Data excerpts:
========================

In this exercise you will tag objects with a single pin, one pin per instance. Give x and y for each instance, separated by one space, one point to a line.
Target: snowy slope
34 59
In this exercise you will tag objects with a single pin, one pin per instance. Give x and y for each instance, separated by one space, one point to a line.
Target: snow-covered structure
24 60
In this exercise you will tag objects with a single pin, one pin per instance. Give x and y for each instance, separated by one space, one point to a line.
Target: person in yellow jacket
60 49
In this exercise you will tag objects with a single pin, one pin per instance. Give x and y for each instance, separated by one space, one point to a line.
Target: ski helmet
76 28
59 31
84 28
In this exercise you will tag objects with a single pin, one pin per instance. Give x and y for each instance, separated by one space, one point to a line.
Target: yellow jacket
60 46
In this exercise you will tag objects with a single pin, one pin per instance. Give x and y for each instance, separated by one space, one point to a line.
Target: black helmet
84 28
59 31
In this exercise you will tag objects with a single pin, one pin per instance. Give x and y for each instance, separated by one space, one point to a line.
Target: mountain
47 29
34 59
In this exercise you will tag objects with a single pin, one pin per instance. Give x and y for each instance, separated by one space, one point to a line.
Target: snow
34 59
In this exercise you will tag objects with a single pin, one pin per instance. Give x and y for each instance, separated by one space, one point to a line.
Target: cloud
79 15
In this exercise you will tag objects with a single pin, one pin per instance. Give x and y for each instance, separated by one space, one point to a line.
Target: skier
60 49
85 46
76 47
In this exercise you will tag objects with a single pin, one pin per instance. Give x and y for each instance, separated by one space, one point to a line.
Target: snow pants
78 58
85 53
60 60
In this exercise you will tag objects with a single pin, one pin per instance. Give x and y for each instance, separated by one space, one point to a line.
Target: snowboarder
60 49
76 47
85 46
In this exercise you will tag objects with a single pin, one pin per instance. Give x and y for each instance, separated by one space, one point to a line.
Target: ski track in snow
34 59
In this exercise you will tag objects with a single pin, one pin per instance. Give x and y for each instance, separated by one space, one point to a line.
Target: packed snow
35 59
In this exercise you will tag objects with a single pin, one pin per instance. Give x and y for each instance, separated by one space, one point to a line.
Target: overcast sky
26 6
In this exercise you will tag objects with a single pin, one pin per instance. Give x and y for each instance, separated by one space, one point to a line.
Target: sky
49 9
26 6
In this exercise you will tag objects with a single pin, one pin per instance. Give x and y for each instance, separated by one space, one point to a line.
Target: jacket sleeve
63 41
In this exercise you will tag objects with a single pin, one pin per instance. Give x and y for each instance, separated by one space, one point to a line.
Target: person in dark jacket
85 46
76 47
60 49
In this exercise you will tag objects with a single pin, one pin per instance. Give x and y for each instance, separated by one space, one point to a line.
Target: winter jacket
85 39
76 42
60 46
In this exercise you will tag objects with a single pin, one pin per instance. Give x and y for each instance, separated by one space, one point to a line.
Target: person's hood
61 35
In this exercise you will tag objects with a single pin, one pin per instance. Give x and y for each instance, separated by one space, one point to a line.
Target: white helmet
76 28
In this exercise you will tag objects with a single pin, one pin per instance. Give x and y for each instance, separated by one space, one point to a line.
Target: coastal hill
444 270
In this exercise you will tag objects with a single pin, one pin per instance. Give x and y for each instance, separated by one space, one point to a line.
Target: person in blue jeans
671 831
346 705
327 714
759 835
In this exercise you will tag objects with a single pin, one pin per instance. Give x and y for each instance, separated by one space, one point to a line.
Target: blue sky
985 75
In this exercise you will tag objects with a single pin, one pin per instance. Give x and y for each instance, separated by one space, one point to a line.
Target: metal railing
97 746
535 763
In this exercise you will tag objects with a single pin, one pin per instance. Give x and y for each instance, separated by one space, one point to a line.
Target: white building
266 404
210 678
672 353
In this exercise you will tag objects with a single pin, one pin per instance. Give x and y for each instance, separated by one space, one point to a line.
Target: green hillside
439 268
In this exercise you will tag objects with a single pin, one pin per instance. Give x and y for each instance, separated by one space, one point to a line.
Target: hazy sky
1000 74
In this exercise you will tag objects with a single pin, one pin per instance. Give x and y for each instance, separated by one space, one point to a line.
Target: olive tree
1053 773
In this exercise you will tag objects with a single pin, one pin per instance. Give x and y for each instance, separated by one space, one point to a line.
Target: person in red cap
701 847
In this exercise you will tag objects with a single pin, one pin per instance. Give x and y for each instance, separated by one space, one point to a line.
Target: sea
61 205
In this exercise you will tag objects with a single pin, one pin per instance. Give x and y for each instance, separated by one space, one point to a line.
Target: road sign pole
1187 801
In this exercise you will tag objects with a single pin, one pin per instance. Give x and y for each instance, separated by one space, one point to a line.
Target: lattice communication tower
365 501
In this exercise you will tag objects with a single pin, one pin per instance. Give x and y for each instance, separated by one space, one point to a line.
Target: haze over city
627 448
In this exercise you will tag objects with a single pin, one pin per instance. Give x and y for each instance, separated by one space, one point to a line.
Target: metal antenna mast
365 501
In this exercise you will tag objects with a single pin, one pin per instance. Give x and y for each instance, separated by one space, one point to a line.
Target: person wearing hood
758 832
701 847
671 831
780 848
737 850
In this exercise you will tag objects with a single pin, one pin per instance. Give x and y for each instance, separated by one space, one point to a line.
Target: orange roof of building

========================

TASK TO COMPLETE: All records are to be retyped exactly. None may be omitted.

RESPONSE TO THIS TASK:
In this exercise you will tag objects with a single pin, one pin per instance. Give x and y for each instance, separated by one space, one point to a line.
Target: snowy slope
34 59
In this exercise you will tag objects with a single pin, one pin per instance. Give x and y for each instance, separated by one space, one point to a line.
Target: snow-covered structure
24 60
In this exercise you will tag objects with a single pin, one pin per instance. Give x and y for each instance, separated by one space, one point to a line.
Target: person in yellow jacket
60 49
In this exercise you will tag objects with a single pin, one pin per instance. Give x and y for each instance, separated by one space, one point to a line.
Target: ski helmet
76 28
59 31
84 28
In this exercise you will tag objects with a single pin, one pin per instance. Give x and y for each instance, separated by one space, one point to a line.
Target: yellow jacket
60 46
In this exercise you will tag objects with a single pin, one pin per instance. Give x and y for each instance, separated by one space, one point to a line.
Target: black helmet
84 28
59 31
In this exercise you will tag objects with a single pin, one pin per instance. Give x and y for each instance, separated by one space, one point to a line.
Target: mountain
47 29
34 59
In this exercise you will tag objects with a single pin, one pin per instance. Give x and y for each instance, separated by one space, one point to a line.
Target: snow
34 59
In this exercise you will tag objects with a single pin, one pin per instance. Give x and y for each instance, separated by one space, one point to a line.
Target: cloud
79 15
In this exercise you will tag objects with a single pin, one pin per instance. Give x and y for each instance, separated by one space, one point to a line.
Target: skier
60 49
85 46
76 47
In this exercise you will tag objects with a single pin, one pin per instance. Give x and y for each instance, separated by one space, one point to a line.
Target: snow pants
78 58
85 53
60 60
In this exercise you will tag objects with a single pin, one pin per instance. Give x and y for each instance, separated by one space, one point to a line.
Target: snowboarder
60 49
76 47
85 46
In this exercise you will tag objects with a single pin, one pin per instance. Give x and y for each instance, separated by one space, one point to a line.
Target: ski track in snow
34 59
In this exercise you will tag objects with a single pin, one pin per instance. Give x and y for each instance, separated by one space, one point to a line.
Target: packed snow
35 59
In this exercise you will tag objects with a single pin, one pin per instance. Give x and y for each instance, separated by one space, one point to a line.
Target: overcast sky
26 6
In this exercise you will tag objects with a single pin, one pin per instance. Give x and y for each instance, separated by one space, one point to a line.
Target: sky
49 9
26 6
In this exercise you will tag objects with a single pin, one pin per instance. Give x and y for each instance, separated by one space, one point to a line.
Target: jacket sleeve
63 41
In this exercise you will tag objects with a single pin, one pin per instance. Give x and y for each instance, separated by one space, one point to a line.
Target: person in dark jacket
85 46
76 47
60 49
In this exercise you will tag objects with a single pin, one pin per instance. Give x and y for each instance, separated by one space, one point to a line.
Target: winter jacket
85 39
76 42
60 46
In this exercise you will tag objects with a single pin, one pin per instance. Give x and y for each instance, separated by one space, one point to a line.
Target: person's hood
61 35
In this exercise you will tag objects with a single pin, one pin per instance. Give x and y for each instance, separated by one space, one point to a line.
Target: white helmet
76 28
In this exercise you will tag objects with a single pin, one pin per instance. Give x and y for each instance, separated by one space, one point to a line.
Target: coastal hill
444 270
In this exercise you will tag objects with a single pin, one pin per instance. Give x and y for each instance, separated by one space, one point to a line.
Target: person in blue jeans
671 831
346 705
327 714
759 835
In this exercise you will tag objects with a single pin, one pin per instance. Give x and y for each instance, separated by one space, one point to a line.
Target: blue sky
985 75
In this exercise you will tag objects with a single pin, one pin per instance. Give x and y for each instance, separated by one space, one point to a line.
Target: metal railing
97 746
535 763
In this exercise you will tag objects with a single pin, one pin per instance. Give x and y for each instance, separated by one space, one point to a line.
Target: white building
266 404
210 678
672 353
In this exercise you will tag objects with a single pin, one pin per instance. Give x and y for each instance, separated by one space, one point to a line.
Target: green hillside
439 268
In this exercise you will tag objects with a single pin, one pin per instance. Give x and y for each instance, separated by one space, one point to a line.
Target: hazy sky
1000 74
In this exercise you will tag objects with a single pin, one pin per instance. Give x and y for each instance, separated by one space, one point to a line.
Target: olive tree
1053 773
In this exercise you will tag objects with a single pin, one pin per instance. Give x and y for each instance, separated by one space, one point to a line.
Target: person in red cap
701 847
In this exercise you will tag objects with a single pin, one pin per instance. Give x and y for each instance, separated by one space, one point to a line.
Target: sea
61 205
In this exercise you will tag objects with a single pin, one pin per instance. Give x and y for each instance, separated by one space, one point to a line.
Target: road sign pole
1187 801
In this exercise you will tag objects with a single pin, one pin per instance. Give x and y for each instance, separated by one space, one point to a line.
Target: lattice communication tower
365 501
In this exercise you will tag objects with a single pin, one pin per instance. Give x and y for each instance, separated by one space, one point to a line.
Target: haze over city
627 448
In this exercise you will tag objects with a single pin, one pin per instance. Give x and y for each instance, separated by one space, one point to a line.
Target: metal antenna mast
365 501
In this exercise you will tag objects with a single pin, one pin per instance. Give x and y for each instance, separated by one space, one point to a line.
Target: person wearing hood
758 832
701 847
671 831
780 848
737 850
In this exercise you will tag objects with a single pin, one pin per instance. Give x and y for each instance, separated by one space, one point to a line.
Target: orange roof of building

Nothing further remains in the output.